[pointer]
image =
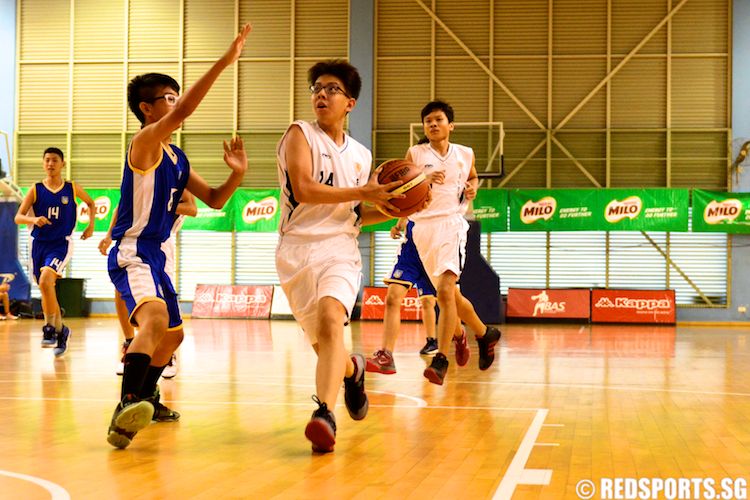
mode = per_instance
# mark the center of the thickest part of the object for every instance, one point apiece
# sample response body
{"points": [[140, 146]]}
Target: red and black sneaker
{"points": [[487, 347], [462, 349], [321, 429], [435, 373], [382, 362]]}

* * * * * * * * *

Rewrite every line of the data above, requests included, and scale each point coordinate in the answers by 0.85, rounding to whole numbers with halves rounded up. Leave the pictures out.

**Task output**
[pointer]
image =
mode = per_instance
# mark the center of the thickest part of the object for every instance, one point apiece
# sample response body
{"points": [[140, 146]]}
Target: red and black sneaker
{"points": [[414, 295], [393, 297], [273, 365], [370, 317], [325, 308]]}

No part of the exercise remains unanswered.